— Begin EXCERPTED TEXT —

Sumantra Ghoshal (26 September 1948 – 3 March 2004) was an Indian scholar and educator.[1] He served as a Professor of Strategic and International Management at the London Business School, and was the founding Dean of the Indian School of Business in Hyderabad. Ghoshal met Christopher Bartlett while he was a PhD student at Harvard. Both of whom have gone on to become frequent contributors at Harvard Business Review and both have collaborated in writing several influential books and articles relating to leadership and organization managements.[2]

His Managing Across Borders: The Transnational Solution,[3] co-authored with Christopher A. Bartlett, has been listed in the Financial Times as one of the 50 most influential management books, and has been translated into nine languages.


Born in Calcutta, Ghoshal attended the Ballygaunge Government High School, and graduated from Delhi University with Physics major and at the Indian Institute of Social Welfare and Business Management.[4]

Ghoshal started his career in industry. He worked for Indian Oil Corporation, rising through the management ranks before moving to the United States on a Fulbright Fellowship and Humphrey Fellowship[5] in 1981. Ghoshal was awarded an S.M. and a PhD from the MIT Sloan School of Management in 1983 and 1985 respectively, and was also awarded a D.B.A. degree from Harvard Business School in 1986. He worked on these degrees at the same time, writing two distinct dissertations on two different topics.

— End EXCERPTED TEXT —
— Begin DATA PROVIDED —

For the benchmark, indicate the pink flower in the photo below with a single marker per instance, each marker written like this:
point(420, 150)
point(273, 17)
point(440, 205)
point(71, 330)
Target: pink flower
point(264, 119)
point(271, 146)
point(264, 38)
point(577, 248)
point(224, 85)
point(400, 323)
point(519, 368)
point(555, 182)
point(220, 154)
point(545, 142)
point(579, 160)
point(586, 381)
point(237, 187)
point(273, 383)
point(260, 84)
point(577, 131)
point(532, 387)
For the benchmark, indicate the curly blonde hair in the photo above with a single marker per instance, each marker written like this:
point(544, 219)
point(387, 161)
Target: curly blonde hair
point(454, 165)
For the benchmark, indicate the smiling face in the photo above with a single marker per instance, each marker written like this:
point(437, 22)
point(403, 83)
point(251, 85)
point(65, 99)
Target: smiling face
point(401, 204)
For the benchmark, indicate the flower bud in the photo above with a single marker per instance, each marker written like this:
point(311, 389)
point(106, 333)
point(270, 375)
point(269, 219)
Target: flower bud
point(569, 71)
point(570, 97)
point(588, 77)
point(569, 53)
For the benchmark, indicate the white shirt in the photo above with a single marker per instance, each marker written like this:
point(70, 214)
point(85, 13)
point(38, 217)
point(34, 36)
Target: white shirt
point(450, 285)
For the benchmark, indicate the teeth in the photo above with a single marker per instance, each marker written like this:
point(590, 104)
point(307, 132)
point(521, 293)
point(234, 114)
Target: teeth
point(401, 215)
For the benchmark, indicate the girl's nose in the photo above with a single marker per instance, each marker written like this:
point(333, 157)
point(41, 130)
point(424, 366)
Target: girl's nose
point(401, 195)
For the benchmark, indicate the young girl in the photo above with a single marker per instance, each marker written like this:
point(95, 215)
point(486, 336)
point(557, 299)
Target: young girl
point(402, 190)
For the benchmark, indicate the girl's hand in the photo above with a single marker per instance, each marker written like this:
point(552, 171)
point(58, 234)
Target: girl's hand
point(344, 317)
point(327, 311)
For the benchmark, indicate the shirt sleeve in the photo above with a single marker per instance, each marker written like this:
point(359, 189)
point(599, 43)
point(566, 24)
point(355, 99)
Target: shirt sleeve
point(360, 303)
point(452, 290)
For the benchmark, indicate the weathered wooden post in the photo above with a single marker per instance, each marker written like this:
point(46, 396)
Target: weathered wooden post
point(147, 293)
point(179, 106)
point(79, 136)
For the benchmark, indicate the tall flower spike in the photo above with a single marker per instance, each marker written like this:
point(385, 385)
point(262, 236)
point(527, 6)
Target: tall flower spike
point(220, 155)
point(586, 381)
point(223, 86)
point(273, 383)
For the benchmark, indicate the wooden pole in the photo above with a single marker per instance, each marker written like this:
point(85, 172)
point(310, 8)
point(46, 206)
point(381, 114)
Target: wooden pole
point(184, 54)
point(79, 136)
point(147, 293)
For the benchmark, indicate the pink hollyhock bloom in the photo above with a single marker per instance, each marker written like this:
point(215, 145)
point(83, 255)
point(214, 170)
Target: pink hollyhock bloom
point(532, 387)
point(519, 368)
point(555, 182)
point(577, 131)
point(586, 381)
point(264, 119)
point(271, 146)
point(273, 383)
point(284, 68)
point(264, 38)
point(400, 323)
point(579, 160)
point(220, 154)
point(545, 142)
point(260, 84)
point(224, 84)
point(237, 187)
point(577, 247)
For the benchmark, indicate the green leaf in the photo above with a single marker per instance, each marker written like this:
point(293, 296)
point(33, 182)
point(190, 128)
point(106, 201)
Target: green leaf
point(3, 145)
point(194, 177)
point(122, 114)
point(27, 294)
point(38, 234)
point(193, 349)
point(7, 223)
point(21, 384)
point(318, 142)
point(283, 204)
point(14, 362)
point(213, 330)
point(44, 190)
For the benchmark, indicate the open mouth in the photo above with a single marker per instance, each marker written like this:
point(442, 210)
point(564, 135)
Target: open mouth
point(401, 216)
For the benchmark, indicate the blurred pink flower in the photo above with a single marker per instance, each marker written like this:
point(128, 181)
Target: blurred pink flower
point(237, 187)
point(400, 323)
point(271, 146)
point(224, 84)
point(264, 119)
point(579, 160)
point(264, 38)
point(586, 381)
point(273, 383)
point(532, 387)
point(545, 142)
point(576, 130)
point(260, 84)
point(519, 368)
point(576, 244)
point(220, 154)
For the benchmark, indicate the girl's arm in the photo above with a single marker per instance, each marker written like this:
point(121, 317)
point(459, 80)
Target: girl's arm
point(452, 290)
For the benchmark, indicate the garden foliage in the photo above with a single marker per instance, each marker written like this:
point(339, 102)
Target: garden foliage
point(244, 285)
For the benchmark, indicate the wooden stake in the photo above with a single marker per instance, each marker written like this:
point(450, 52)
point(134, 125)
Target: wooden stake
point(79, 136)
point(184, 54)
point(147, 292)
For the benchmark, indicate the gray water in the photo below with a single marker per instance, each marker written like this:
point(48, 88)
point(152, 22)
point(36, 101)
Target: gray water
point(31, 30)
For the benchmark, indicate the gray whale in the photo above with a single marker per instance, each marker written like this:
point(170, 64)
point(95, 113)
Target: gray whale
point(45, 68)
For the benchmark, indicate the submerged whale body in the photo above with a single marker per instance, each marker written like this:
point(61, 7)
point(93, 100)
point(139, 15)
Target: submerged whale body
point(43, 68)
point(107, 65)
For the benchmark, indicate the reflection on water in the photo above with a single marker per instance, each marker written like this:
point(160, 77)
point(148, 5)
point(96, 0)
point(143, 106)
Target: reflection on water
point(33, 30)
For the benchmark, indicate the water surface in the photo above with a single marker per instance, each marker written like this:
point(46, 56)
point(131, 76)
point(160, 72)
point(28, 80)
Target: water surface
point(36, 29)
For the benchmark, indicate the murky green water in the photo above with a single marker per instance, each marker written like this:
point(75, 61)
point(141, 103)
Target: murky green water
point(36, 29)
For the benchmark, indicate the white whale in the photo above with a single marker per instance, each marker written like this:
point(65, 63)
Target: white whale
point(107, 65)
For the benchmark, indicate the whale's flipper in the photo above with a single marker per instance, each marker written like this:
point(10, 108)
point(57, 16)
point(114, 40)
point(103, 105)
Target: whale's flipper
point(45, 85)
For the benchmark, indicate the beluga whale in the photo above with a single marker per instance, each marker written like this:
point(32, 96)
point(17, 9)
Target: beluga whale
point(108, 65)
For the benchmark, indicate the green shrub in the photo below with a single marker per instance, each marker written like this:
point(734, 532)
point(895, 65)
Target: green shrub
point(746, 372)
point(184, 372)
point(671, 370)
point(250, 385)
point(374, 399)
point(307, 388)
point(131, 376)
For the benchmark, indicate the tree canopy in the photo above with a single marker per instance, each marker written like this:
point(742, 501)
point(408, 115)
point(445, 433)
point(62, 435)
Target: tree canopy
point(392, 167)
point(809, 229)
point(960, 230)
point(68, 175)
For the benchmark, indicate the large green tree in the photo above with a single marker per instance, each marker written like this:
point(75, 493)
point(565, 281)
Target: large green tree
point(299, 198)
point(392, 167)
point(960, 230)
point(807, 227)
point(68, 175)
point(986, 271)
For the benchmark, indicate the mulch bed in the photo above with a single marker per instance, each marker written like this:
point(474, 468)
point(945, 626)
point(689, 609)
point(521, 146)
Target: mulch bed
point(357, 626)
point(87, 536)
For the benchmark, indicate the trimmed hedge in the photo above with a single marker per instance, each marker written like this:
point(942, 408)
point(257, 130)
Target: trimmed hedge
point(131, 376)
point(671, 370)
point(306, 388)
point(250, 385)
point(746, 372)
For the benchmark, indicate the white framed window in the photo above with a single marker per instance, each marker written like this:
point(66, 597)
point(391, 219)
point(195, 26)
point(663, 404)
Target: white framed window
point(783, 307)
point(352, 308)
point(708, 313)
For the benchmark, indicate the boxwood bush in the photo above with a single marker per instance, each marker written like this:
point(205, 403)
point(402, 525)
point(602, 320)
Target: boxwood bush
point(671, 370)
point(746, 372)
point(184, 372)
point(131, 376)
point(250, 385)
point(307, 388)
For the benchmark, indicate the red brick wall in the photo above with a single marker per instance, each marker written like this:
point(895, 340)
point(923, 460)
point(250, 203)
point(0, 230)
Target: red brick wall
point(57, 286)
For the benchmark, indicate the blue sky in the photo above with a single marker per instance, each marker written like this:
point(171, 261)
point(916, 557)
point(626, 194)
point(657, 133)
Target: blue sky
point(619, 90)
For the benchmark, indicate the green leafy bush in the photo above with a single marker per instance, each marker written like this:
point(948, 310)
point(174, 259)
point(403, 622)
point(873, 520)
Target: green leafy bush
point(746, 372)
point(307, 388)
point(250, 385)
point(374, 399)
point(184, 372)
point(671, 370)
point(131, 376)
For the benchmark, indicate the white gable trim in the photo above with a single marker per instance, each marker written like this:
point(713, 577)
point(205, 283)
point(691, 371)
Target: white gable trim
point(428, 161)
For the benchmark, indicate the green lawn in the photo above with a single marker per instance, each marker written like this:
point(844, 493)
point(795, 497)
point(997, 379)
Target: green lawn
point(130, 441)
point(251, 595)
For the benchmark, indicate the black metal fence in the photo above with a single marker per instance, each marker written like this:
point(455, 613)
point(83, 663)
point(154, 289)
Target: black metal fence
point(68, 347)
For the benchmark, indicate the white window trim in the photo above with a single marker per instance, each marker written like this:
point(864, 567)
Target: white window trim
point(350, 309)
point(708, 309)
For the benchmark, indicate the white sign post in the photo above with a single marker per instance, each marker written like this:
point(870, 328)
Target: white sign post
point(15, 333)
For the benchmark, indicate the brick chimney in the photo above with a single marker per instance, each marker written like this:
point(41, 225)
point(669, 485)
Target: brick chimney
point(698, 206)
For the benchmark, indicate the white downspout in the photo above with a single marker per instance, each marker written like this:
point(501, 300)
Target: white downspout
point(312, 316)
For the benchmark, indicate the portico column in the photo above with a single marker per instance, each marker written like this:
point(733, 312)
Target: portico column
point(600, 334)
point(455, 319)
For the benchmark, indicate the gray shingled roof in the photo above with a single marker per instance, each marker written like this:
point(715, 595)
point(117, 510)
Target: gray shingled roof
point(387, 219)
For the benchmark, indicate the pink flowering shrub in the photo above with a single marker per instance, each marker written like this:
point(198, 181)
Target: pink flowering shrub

— End DATA PROVIDED —

— WHAT YOU ARE ASKED TO DO —
Continue the passage about Sumantra Ghoshal, starting right after its last sentence.

— RESULT OF THIS TASK —
Ghoshal specialized in Strategic and International Management, often talked about leadership structures and organizational change in large multinational entities. He made a significant contribution to the field of management. He was an influential figure serving on various editorial boards of distinguished journals such as the Academy of Management Review and the European Management Journal. Ghoshal played a significant role in major companies in India and globally, serving as the Chairman Supervisory Board of Duncan-Goenka and held a position on the board of entities like Mahindra-British Telecom.[1]

In 1985, Ghoshal joined INSEAD Business School in France and wrote a stream of influential articles and books. In 1994, he joined the London Business School. Ghoshal was a Fellow of the Advanced Institute of Management Research (AIM) in the United Kingdom and a Professor of Strategic and International Management at the London Business School. He served as a member of The Committee of Overseers of the Harvard Business School.[6]


  • The Differential Network: Organizing the Multinational Corporation for Value Creation, a book he co-authored with Nitin Nohria, won the George Terry Book Award in 1997.
  • The Individualized Corporation:A Fundamentally New Approach to Management, co-authored with Christopher A. Bartlett, won the Igor Ansoff Award in 1997, and has been translated into seven languages.
  • His last book Managing Radical Change, won the Management Book of the Year award in India. He was described by The Economist as 'Euroguru'.[7]
  • He ranks 40th on the list of Top 50 business intellectuals published by the Accenture consulting company in 2002.[8]
  • In 2002, Ghosha and Bartlett were presented with the Award on Leadership and Corporate Governance from the Association of Executive Search and Leadership Consultants (AESC) for their collaborative article “Building Competitive Advantage Through People.”[9]


Ghoshal developed most of his theories from his personal interactions with managers worldwide. Ghoshal made a controversial theory that companies should not be involve in corporate social responsibilities describing it as “old, tired, and to my mind, useless”. He explains that building infrastructure should be the responsibility of the government. Ghoshal concluded his explanation by saying job creation, innovation, and economic prosperity is itself a significant societal contribution.[10]

Ghoshal's early work focused on the matrix structure in multinational organizations, and the "conflict and confusion" that reporting along both geographical and functional lines created. His later work is more ambitious, and hence perhaps more important – the idea that it is necessary to halt economics from taking over management. This, he theorised, is important since firms do not play on the periphery of human life today, but have taken a central role.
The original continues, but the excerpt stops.